[TASK TO CARRY OUT] Can you rewrite all the lines below, substituting "red hoodie" for every "maroon sweatshirt" and leaving everything else unchanged? Omit the pictures from your answer.

++++ ENTRIES PROVIDED

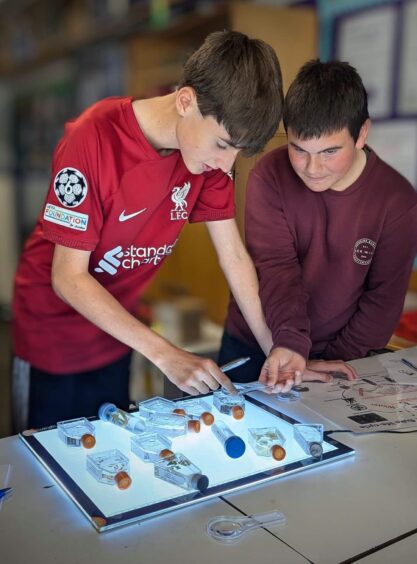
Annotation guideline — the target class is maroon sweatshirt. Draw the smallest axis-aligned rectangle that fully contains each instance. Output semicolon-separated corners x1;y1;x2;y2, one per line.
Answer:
226;147;417;360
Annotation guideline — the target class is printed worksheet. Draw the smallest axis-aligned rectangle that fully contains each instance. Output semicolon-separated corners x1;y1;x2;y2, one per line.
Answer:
301;348;417;433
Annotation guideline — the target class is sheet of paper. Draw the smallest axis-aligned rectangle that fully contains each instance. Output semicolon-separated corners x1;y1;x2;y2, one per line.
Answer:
335;5;398;118
301;347;417;433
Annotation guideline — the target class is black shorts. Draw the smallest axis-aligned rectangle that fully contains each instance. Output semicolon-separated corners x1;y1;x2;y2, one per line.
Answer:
13;353;132;431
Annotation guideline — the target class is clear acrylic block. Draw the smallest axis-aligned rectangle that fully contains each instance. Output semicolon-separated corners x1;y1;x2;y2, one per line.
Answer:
248;427;286;460
87;449;132;490
154;453;209;492
57;417;96;448
137;396;175;419
130;433;173;462
213;390;245;419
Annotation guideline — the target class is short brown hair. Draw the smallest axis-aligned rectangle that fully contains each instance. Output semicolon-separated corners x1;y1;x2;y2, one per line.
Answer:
179;31;284;156
283;59;369;143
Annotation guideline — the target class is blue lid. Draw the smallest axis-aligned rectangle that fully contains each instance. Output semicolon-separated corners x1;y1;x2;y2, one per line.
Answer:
224;435;246;458
98;402;117;421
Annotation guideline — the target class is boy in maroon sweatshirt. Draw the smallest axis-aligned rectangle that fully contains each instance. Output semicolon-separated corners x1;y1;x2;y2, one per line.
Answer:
219;60;417;383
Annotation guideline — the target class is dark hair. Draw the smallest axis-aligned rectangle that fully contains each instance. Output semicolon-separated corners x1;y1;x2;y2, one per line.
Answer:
179;31;284;156
283;59;369;143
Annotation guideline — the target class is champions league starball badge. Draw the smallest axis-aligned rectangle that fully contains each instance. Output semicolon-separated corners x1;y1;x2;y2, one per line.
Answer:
54;167;87;208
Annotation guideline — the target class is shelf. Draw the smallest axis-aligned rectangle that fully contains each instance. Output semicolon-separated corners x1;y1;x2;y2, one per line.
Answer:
0;1;228;78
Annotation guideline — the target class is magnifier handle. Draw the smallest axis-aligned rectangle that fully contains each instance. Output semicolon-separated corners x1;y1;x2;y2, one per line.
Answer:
245;511;287;529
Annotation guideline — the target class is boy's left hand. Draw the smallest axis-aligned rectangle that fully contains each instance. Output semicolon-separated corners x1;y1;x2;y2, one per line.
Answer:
259;347;306;393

++++++++

[OUTPUT FOR THIS EXERCISE]
Annotation guideline — the target class is red hoodie. Draw the smallest axis-aligned rectangle that fully contains each instance. Output semicolon-separated corners x1;y1;x2;y2, one per line.
Answer:
226;147;417;360
Annotation guideline — the target class is printed worksheet. Draw the smallest axis-aligned rectangle that fully contains each instance. Output semicolon-separated corners x1;y1;x2;y2, one per line.
Answer:
301;348;417;433
Annotation guideline — the target class is sheet of paper. Draw the smallest axis-aligned rectangle that fully contains each instance. Output semicolon-separated corners x1;y1;x2;y2, one per line.
Answer:
335;5;398;118
301;347;417;433
Annotation guideline — the target class is black shorts. Draw the smallest axis-aligned rectangle that fully contains each instance. Output semicolon-separated corners x1;y1;x2;y2, one per line.
Answer:
13;353;132;431
Annotation guideline — the target class is clear acrylic block. Draw the smallest axis-aligned rectangle that fully contains each instance. Output semicolon-separated corners x1;y1;x2;y2, one per line.
Answer:
248;427;286;460
87;449;132;490
154;453;209;492
57;417;96;448
137;396;175;419
130;433;173;462
213;390;245;419
Annotation guideline — the target class is short brown hair. Draw the smallest axis-aligned rectangle that fully contains each instance. Output semicolon-separated corners x1;y1;x2;y2, one per line.
Answer:
179;31;284;156
283;59;369;143
Annotation guideline — the target class is blue lid. Draw the smallest axis-aligned rectangle that fully contains each instance. Output semicolon-separated corners x1;y1;x2;y2, one per line.
Answer:
224;435;246;458
98;402;117;421
Annotation guideline — the target class is boy in red hoodie. Draw the smallest axis-aligned rectangle that fully contains each instance. Output semicolon-separated corners x1;y1;x2;y2, one per line.
Answer:
219;60;417;383
Annotation guideline — the target class is dark hair. Draw the smallest axis-aligned rectangle that fully contains each instance. Output semicolon-separated corners x1;y1;x2;y2, one per line.
Answer:
179;31;284;156
283;59;369;143
Annotation guideline — the target class is champions league starball badge. Draw the smallest axis-aligned rectangle that fully contains each instance. Output semicolon-separated corners x1;y1;x2;y2, one per line.
Answer:
54;167;87;208
Annotation guideline — the target class is shelf. Draw the smallest axis-aligned rectangle that fully contains each instance. Output semicolon-separated corners x1;y1;x2;y2, one per line.
Answer:
0;1;228;78
Annotation guideline — the target class is magnifier handle. Draw the smallest axis-aligned rectangle that fully contains each instance. Output semicolon-separated corners x1;y1;x2;y2, one per line.
Answer:
245;511;287;529
Annotation guideline — the target class is boy's left hand. Draw the smallest axis-aligned rectangle that fully contains each instance. Output semicolon-separated corners x1;y1;x2;y2, one per line.
Answer:
259;347;306;393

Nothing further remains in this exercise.